=== Activity ===
Continue the article on charged aerosol detection in drug analysis from the point where it stops.

=== Reading text ===
Quantifying more with less: Implementing charged aerosol detection to improve drug safety

Significance of the Topic

The precise quantification of active pharmaceutical ingredients and their impurities is critical for ensuring drug safety. Many compounds lack UV-absorbing chromophores or fail to ionize effectively, limiting the applicability of traditional UV or MS detection. Charged aerosol detection (CAD) expands analytical capabilities by providing near-universal sensitivity for semi-volatile and non-volatile analytes, enabling comprehensive impurity profiling in pharmaceutical quality control.

Aims and Study Overview

The University of Wuerzburg’s Pharmacy Department aimed to modernize legacy HPLC methods by integrating CAD alongside UV and MS detectors. Under the leadership of Prof. Dr. Ulrike Holzgrabe and her team of pharmacists and PhD students, the goal was to develop single methods capable of detecting all drug components, including those without chromophores, and to compare CAD performance against evaporative light scattering detection (ELSD) and earlier CAD systems.

Methodology

Samples containing active pharmaceutical ingredients (APIs), impurities, and excipients were separated by UHPLC using narrow-bore capillaries to minimize peak broadening. Both isocratic and gradient methods were employed. An inverse gradient configuration ensured consistent mobile phase composition at the CAD inlet, preserving detector response uniformity during gradient elution.

Used Instrumentation

• Thermo Scientific Vanquish Duo UHPLC system
• Thermo Scientific Vanquish Charged Aerosol Detector H
• Thermo Scientific Vanquish Flex UHPLC
• Thermo Scientific Chromeleon Chromatography Data System

Main Results and Discussion

CAD provided significantly higher sensitivity and precision compared to ELSD and earlier CAD models. In flow-injection tests, a selection of non-volatile standards exhibited nearly uniform response factors with under 5% RSD. For low-level impurity detection, the Vanquish CAD demonstrated superior limits of detection across the full mass range. Narrow-bore capillaries reduced peak dispersion between the column and detector, enhancing quantification of trace components. The user interface required minimal training, facilitating rapid adoption by new operators.

=== Data shown ===
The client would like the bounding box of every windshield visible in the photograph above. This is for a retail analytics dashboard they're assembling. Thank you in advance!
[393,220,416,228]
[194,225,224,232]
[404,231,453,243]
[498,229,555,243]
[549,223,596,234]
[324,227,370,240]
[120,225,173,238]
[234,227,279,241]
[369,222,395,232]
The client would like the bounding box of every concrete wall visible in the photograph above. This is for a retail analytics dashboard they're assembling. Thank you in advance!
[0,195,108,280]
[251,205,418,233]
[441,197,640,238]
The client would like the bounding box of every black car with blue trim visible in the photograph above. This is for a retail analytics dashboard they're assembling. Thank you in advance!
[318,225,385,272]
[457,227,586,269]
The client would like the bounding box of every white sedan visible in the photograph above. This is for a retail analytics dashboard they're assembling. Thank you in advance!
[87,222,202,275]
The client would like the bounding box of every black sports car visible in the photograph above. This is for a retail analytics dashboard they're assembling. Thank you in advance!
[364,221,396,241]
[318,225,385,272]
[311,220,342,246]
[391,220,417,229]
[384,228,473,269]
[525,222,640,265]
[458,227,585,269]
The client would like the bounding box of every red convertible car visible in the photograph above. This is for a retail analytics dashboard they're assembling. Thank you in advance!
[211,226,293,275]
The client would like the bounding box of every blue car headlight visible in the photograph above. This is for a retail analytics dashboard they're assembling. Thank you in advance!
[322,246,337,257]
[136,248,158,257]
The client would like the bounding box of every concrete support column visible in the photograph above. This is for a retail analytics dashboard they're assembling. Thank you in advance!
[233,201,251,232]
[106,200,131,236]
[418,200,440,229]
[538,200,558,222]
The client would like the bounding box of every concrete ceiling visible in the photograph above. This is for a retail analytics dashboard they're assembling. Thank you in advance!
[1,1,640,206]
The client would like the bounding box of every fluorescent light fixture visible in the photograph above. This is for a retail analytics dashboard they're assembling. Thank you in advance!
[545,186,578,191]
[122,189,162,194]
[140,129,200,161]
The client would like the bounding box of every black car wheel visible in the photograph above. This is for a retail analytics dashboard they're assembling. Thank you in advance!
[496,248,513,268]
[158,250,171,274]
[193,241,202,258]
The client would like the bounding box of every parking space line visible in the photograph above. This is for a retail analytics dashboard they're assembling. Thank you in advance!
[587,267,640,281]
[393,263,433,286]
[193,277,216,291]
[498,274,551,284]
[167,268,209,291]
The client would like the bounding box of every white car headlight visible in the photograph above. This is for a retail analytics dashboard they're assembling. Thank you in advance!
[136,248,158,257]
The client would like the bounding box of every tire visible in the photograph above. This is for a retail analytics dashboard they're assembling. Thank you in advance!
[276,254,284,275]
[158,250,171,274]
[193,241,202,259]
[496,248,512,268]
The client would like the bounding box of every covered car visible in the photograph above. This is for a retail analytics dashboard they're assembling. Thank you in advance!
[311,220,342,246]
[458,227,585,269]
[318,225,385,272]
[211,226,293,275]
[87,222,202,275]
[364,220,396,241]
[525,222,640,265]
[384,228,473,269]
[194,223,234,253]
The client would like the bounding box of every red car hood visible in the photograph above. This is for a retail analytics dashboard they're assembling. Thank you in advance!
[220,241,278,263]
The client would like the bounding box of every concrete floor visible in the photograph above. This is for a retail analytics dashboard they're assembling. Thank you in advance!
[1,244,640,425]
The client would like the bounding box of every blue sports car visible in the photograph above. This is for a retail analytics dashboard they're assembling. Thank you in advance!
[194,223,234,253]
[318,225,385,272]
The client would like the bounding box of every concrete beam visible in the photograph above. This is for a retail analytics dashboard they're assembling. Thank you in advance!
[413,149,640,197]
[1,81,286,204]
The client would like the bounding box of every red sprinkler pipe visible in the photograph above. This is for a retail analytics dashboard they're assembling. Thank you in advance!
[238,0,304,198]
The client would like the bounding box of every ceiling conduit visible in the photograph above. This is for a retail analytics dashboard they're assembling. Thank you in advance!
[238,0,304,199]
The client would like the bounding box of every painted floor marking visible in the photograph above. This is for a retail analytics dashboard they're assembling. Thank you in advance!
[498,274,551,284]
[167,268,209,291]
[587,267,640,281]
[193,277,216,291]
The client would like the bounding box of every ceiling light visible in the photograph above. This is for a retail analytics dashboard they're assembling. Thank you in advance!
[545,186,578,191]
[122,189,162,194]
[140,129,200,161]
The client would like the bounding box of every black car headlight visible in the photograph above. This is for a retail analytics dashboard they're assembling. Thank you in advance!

=== Exercise answer ===
Benefits and Practical Applications

• Comprehensive detection of non-chromophoric and non-ionizable analytes
• Improved sensitivity and linear response for low-level impurities
• Streamlined workflows by combining UV, MS, and CAD in a single method
• Enhanced quality control of both APIs and excipients
• Reduced training time due to intuitive software design

Future Trends and Potential Applications

Further optimization of CAD power-function settings and evaporation temperature will refine linear response and detection limits. Integration with orthogonal detection techniques, such as DAD and MS, can support detailed impurity identification. Increasing regulatory acceptance of CAD in pharmacopoeial methods may drive its broader adoption in drug development and quality assurance. Emerging data analytics and AI tools could further enhance throughput and interpretation of complex chromatographic data.

Conclusion

The implementation of charged aerosol detection at the University of Wuerzburg has demonstrated robust, sensitive, and versatile analysis capabilities for pharmaceutical quality control. CAD complements existing UV and MS detectors to ensure no component is overlooked, supporting safer and more reliable drug products.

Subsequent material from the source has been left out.